Convert all the entries below into a two-column CSV with the header columns instruction and response, one row per entry. Put each entry's text and its answer in a single quoted field, with line breaks replaced by spaces.

# RECORDS FOR THIS EXERCISE:
+ + +

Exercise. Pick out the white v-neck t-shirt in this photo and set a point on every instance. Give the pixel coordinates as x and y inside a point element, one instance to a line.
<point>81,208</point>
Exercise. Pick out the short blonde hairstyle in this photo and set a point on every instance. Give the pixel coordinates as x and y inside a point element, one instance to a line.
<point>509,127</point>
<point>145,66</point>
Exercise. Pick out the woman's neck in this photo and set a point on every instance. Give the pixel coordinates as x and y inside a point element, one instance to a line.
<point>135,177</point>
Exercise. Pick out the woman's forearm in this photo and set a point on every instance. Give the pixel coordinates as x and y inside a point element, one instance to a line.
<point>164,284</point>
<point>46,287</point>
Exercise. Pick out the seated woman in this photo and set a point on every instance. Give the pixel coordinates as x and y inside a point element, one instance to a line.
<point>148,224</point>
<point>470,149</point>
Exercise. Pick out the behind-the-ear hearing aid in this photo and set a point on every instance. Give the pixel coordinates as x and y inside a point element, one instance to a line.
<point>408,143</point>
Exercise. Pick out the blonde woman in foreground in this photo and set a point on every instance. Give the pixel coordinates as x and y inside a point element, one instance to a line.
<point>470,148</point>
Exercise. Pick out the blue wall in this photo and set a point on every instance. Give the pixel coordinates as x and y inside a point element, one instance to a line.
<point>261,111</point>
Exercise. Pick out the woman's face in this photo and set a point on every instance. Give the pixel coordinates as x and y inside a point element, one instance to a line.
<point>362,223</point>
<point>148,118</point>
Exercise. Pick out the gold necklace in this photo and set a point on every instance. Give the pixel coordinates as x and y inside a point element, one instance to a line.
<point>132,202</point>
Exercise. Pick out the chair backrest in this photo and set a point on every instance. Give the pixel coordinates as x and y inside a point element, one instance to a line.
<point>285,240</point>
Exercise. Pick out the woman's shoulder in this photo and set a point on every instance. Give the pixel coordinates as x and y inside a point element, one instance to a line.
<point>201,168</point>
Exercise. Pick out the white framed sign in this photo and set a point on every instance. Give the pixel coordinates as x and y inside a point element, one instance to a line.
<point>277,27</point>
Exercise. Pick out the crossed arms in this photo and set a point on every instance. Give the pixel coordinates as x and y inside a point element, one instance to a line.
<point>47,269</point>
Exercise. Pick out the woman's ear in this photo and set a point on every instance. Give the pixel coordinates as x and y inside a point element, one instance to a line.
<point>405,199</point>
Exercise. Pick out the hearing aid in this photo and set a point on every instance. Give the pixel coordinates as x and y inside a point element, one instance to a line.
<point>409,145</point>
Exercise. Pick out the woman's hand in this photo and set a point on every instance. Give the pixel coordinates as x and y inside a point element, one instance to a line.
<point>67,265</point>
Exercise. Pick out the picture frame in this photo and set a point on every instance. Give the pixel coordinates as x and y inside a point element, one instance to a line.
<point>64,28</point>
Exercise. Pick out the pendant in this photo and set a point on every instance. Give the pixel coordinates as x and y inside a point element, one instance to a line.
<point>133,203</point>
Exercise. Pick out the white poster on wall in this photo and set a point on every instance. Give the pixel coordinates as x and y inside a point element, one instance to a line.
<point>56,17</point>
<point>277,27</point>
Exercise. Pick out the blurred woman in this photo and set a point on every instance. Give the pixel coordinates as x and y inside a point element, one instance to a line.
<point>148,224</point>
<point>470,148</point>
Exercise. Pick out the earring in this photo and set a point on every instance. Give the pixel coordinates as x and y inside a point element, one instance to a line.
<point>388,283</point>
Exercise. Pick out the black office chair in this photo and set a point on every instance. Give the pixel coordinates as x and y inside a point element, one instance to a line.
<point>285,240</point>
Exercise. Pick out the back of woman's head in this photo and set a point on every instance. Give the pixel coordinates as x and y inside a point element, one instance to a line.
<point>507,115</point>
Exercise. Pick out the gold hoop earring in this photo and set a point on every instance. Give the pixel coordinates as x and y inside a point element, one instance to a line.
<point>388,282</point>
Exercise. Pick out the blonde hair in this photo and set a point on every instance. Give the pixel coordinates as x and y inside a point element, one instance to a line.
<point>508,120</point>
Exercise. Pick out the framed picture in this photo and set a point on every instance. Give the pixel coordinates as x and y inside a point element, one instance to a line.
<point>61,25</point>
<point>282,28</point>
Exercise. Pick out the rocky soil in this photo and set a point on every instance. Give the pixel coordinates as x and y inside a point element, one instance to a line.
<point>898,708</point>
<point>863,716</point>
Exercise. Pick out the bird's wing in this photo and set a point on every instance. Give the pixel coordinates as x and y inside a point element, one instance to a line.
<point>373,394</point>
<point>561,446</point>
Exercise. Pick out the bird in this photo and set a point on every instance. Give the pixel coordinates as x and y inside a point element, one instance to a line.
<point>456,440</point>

+ + +

# WRITTEN SOLUTION:
instruction,response
"Exercise. Pick out the white v-neck t-shirt in this photo and set a point on every instance. Give the pixel coordinates as x and y inside a point element, one instance to a line.","<point>81,208</point>"
"Exercise. Pick out the short blonde hairstyle in this photo and set a point on every instance. Give the pixel coordinates as x and y inside a point element, one instance to a line.","<point>509,127</point> <point>145,66</point>"
"Exercise. Pick out the woman's neck in this photo and set a point on every instance. Give the pixel coordinates as x and y inside a point element, one instance to a line.","<point>135,177</point>"
"Exercise. Pick out the woman's forearm in this photo and set a point on every instance. Give the pixel coordinates as x and y inside a point element, one instance to a line.","<point>164,284</point> <point>46,287</point>"
"Exercise. Pick out the seated woman in this photo and set a point on every instance. Give the pixel coordinates as x and y inside a point element, one instance to a line.","<point>148,224</point> <point>470,149</point>"
"Exercise. Pick out the behind-the-ear hearing aid in this photo and set a point on every instance. Give the pixel coordinates as x and y inside a point element, one instance to a line.","<point>408,143</point>"
"Exercise. Pick out the blonde woman in foreground in this photo and set a point on every instance. Give the pixel coordinates as x and y inside a point element, one instance to a line.","<point>470,148</point>"
"Exercise. Pick out the blue wall in this photo and set a point on every instance. Give the pixel coordinates as x and y inside a point element, one instance to a line.","<point>261,111</point>"
"Exercise. Pick out the woman's face in this photo and set a point on every instance. Give the pixel coordinates as x and y inside a point element, one instance to a line.","<point>362,223</point> <point>148,118</point>"
"Exercise. Pick out the gold necklace in this photo and set a point on every instance. Give the pixel coordinates as x and y inside a point element, one instance to a line.","<point>132,202</point>"
"Exercise. Pick out the chair backrest in this photo and set a point on every instance. Give the pixel coordinates as x and y inside a point element, one instance to a line.","<point>285,240</point>"
"Exercise. Pick out the woman's shoulder in this photo and set a point on every instance. Give the pixel coordinates as x and y inside a point element, one instance to a line.","<point>201,168</point>"
"Exercise. Pick out the white framed sign in this photo and set a point on every instance. Give the pixel coordinates as x and y inside a point element, one instance to a line.","<point>277,27</point>"
"Exercise. Pick out the crossed arms in this photo and set a point on every instance. Give the pixel coordinates as x and y inside a point element, one instance to a line.","<point>47,269</point>"
"Exercise. Pick out the woman's ear in this photo and set a point on every instance. Give the pixel coordinates as x and y inside a point element, one instance to a line.","<point>405,199</point>"
"Exercise. Pick out the hearing aid in this photo and set a point on every instance. Give the pixel coordinates as x and y inside a point element, one instance to a line.","<point>409,145</point>"
"Exercise. Pick out the woman's hand in this photo and set a point on every instance. Give the pixel coordinates as x and y inside a point element, one instance to a line.","<point>67,265</point>"
"Exercise. Pick out the picture frame in this photo and set a point on every instance. Give the pixel coordinates as x and y inside a point element, one instance to a line.","<point>64,28</point>"
"Exercise. Pick out the pendant in this photo and set a point on every instance. Give the pixel coordinates as x and y inside a point element, one instance to a line.","<point>133,203</point>"
"Exercise. Pick out the white poster on wall in this photo and set a point on every instance. Give the pixel coordinates as x and y inside a point element, one instance to a line.","<point>56,17</point> <point>277,27</point>"
"Exercise. Pick out the blurred woman in this photo and set a point on every instance. Give the pixel coordinates as x and y inside a point element, one instance to a line.","<point>148,224</point> <point>470,148</point>"
"Exercise. Pick out the earring in this photo and set a point on every instance. Give the pixel coordinates as x and y inside a point element, one instance to a line.","<point>388,283</point>"
"Exercise. Pick out the black office chair in this photo and set a point on every instance. Give the pixel coordinates as x and y inside a point element, one instance to a line.","<point>285,240</point>"
"Exercise. Pick out the back of woman's head in this photo and set a point on every instance. Give the pixel coordinates as x and y inside a point element, one instance to a line.","<point>507,115</point>"
"Exercise. Pick out the gold hoop earring in this photo and set a point on every instance. Give the pixel coordinates as x and y inside a point element, one instance to a line.","<point>388,282</point>"
"Exercise. Pick out the blonde hair in this photo and set a point on every instance. Give the pixel coordinates as x and y inside a point element, one instance to a line.","<point>508,120</point>"
"Exercise. Pick out the framed picture in this photo and set a point on every instance. Give the pixel coordinates as x and y inside a point element, one instance to a line.","<point>61,25</point> <point>282,28</point>"
"Exercise. Pick out the rocky soil in this photo and set a point on every instance. Give the pixel coordinates as x and y inside a point element, one instance to a line.","<point>898,708</point> <point>863,716</point>"
"Exercise. Pick out the bird's wing in this photo and set a point on every instance. Give the pixel coordinates as x and y inside a point element, one instance to a line.","<point>373,394</point> <point>561,446</point>"
"Exercise. Pick out the bird in this photo and set a point on every instance. Give the pixel coordinates as x and y inside a point element, one instance to a line.","<point>456,440</point>"